[DOCUMENT EXTRACT]:
+++
Written by: Alex M. on 31 March 2021


Over the Labour Day long weekend news filtered through that the ‘saviour’ of the Whyalla steelworks, Sanjeev Gupta’s GFG Alliance, was experiencing difficulty with its finances (see Ned K’s 8 March Vanguard article here. )  That is, one of GFG’s key financiers, Greensill Capital, has spectacularly imploded leaving question marks hanging over GFG Alliance’s ability to continue its various operations here in Australia and overseas.  

A Bundaberg born businessman, Lex Greensill, founded Greensill Capital in 2011. Greensill went to one of the heartlands of finance capital, the City of London and established a financial firm that specialises in Supply Chain Finance.

Supply Chain Finance is like a lot of financial practice; it’s rather difficult for an ordinary person to comprehend. (The jargon and complexity associated with finance and financial instruments seems to be opaque by design.) Essentially, it is the speeding up of the payment process for companies actually making products. For example, a large manufacturer producing the bourgeois economists’ favourite item, the widget, has orders for the production of millions of widgets. The orders are from a number of companies involved in either using the widgets in their own production processes or selling the widgets (Marx called the latter merchants). Important here is the time discrepancy between the production of the widgets and the payment of the invoices by the companies that ordered the widgets. For the manufacturer it can be crucial to receive payment as soon as possible in order to have capital to start the production process again. However, invoices can have payments stipulated for 30 days or later after receipt of the widgets.

In order to overcome the time delay between production of commodities and payment for same, credit came into being. In volume three of Capital Marx describes the importance of credit and what he termed fictitious capital for the circulation of capital and the production process. Credit helped overcome the constant struggle to amass money for payment of commodities among other things. On the basis of the perceived soundness of a business or an individual, financial entities such as banks extended credit, thus allowing the production process to continue or the purchase of commodities to proceed with little to no delay. Of course the extension of credit comes at a cost; the debtor has to pay back the loan with interest. Marx highlighted the usefulness of credit and what was later called finance capital, while also pointing out the downside, namely the speculation associated with financial practice.
+++
Stored data entries
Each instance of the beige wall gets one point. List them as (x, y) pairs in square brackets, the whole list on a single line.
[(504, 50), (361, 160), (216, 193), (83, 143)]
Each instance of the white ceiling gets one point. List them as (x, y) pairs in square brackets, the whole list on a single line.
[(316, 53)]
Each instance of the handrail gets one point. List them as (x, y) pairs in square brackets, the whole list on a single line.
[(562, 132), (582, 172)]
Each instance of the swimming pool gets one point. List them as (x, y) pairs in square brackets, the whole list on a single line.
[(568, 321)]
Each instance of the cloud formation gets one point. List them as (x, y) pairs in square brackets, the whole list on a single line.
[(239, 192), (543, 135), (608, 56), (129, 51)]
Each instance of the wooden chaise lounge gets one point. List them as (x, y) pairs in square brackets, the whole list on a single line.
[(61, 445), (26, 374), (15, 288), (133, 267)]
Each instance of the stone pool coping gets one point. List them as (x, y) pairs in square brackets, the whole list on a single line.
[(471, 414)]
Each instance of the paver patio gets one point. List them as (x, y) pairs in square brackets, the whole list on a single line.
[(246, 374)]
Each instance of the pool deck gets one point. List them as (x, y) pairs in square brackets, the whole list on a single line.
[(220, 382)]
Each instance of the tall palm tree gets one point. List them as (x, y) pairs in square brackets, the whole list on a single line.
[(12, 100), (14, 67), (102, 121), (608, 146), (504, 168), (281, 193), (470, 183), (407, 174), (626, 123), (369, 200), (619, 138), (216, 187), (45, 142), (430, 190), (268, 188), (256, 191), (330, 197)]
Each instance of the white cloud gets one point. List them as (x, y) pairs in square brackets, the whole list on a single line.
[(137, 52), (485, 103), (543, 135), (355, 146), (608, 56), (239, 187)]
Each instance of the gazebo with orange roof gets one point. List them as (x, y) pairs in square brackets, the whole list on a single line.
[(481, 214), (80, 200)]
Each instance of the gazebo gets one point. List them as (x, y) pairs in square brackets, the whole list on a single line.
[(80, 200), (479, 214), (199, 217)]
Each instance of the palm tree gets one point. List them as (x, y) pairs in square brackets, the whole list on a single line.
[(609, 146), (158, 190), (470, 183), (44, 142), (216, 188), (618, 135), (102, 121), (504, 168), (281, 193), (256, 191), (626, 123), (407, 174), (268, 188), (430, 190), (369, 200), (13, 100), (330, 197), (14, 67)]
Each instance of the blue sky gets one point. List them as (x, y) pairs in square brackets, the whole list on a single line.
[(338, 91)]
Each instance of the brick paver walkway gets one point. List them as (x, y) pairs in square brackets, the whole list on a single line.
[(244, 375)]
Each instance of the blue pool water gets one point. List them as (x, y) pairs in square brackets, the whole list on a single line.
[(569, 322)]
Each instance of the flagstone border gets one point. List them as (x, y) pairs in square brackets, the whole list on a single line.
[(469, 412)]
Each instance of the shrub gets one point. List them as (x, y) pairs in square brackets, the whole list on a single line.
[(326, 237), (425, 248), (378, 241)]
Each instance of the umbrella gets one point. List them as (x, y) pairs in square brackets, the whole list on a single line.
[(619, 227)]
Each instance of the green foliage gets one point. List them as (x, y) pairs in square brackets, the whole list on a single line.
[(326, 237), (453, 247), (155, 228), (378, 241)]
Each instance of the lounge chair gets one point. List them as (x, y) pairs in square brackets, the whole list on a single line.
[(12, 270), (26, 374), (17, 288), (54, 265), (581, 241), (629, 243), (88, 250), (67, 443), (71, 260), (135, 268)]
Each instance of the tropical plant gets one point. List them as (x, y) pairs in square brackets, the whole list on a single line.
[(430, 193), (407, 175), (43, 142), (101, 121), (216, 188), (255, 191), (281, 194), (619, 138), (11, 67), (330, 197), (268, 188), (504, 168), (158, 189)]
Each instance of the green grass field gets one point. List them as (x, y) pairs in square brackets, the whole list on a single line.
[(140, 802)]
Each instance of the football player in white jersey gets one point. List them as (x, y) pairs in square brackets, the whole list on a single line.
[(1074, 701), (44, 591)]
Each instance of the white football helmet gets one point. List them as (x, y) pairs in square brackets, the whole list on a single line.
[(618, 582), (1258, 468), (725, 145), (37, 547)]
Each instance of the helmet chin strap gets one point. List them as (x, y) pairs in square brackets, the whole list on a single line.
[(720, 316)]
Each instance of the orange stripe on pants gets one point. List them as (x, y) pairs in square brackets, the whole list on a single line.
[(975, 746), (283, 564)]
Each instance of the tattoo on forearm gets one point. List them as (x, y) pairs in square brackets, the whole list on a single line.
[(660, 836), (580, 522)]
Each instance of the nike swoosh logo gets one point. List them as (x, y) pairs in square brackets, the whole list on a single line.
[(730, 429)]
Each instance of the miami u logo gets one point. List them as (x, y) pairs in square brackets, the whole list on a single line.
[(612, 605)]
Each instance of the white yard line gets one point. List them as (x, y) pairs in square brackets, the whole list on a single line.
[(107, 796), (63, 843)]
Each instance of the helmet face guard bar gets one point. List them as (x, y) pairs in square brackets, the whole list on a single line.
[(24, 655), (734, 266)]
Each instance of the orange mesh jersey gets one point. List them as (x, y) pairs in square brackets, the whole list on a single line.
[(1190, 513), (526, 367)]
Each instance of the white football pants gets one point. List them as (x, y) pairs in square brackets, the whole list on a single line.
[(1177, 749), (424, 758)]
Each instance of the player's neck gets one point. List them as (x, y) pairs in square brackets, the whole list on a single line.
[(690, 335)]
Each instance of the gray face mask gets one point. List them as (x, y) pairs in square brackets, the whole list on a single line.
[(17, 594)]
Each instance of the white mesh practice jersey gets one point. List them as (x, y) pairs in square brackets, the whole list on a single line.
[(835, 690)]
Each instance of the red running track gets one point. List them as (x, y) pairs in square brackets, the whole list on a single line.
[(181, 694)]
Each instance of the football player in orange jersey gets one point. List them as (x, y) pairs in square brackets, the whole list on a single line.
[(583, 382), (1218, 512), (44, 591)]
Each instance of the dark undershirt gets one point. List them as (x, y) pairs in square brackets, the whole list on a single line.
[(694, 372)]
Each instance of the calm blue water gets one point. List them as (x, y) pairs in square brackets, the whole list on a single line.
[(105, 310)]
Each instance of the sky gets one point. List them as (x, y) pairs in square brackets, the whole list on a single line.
+++
[TASKS TO PERFORM]:
A) In the article on Greensill Capital and the GFG Alliance, in which year was Greensill Capital founded?
B) Write a continuation of the article on Greensill Capital and the GFG Alliance, starting after its last sentence.

[THE ANSWERS]:
A) 2011

B)
Since Marx’s time there has been an exponential rise in the number of financial instruments and financial corporations. In addition, the fragmentation of production processes has proceeded apace. That is, rather than the production of widgets taking place in a single location, the various parts of the widget making process can be separated out with manufacturing firms specialising in producing a part or parts of the widget. These production plants can be located in various parts of the globe due to lower wages, tax breaks, less stringent environmental laws, higher profits and so on, thus adding complexity to the supply chain. A classic modern example of this is the Apple IPhone where Apple subcontracts the production of parts of the phone out to Foxconn in China and the packaging of the IPhone to other companies in other cities and countries. The IPhone and its packaging is the result of a number of production processes located in various parts of the globe, entailing numerous changes of location, warehousing and shipping, before distribution to retailers. Such complex supply chains have helped drive the rise of Supply Chain Finance.

Greensill Capital as a provider of Supply Chain Finance acted as an intermediary between producers and merchants, buying invoices at a discount. Namely, paying the producer/manufacturer before the invoice is due at less than the face value of the invoice (the discount). The manufacturer is happy to get less than the full price as stipulated in the contract/invoice because they are getting payment quickly before the due date. For the purchaser of the manufactured goods, they don’t have to pay the manufacturer; they now have to pay Greensill when they (the original purchaser) take possession of the manufactured goods. 

All very well, but there is a further financial twist; the debt owed to Greensill Capital as holder of the invoices was packaged up as Bonds and sold on the Bond market by Greensill. (Or an entity acting on behalf of Greensill; it is not necessary for the purposes of this piece to ascertain who organized the Bond issue as Greensill is the initiator of the process. One of the purchasers of the Bonds, a major financial capitalist enterprise called Credit Suisse grew alarmed with Greensill’s exposure to one group of companies – GFG – and stopped trading in the Greensill Bonds.) 

Such a step was feasible due to the multitude of invoices they held. Amassing a huge amount of invoices with the attendant streams of income coming in from the original purchasers of the manufactured goods, packaging these income streams into a financial instrument (Bonds) helped Greensill fund their continuing operations in Supply Chain Finance and other areas of finance. 

From its beginning in 2011, Greensill Capital grew dramatically due in part to its operating in what is called the shadow banking sector. Regulations and prudential requirements that financial institutions like banks are subjected to are evaded in the shadow banking sector. Emboldened by the lack of regulatory oversight and its ever-expanding Supply Chain Finance business, Greensill Capital indulged in some risky practices, or, more appropriately, speculative pursuits. As mentioned above, Greensill was one of the GFG Alliance’s major sources of finance. As well as the supply chain financing provided by Greensill to GFG, Greensill advanced GFG some additional unsecured loans resulting in GFG owing something like $4 billion US dollars to Greensill.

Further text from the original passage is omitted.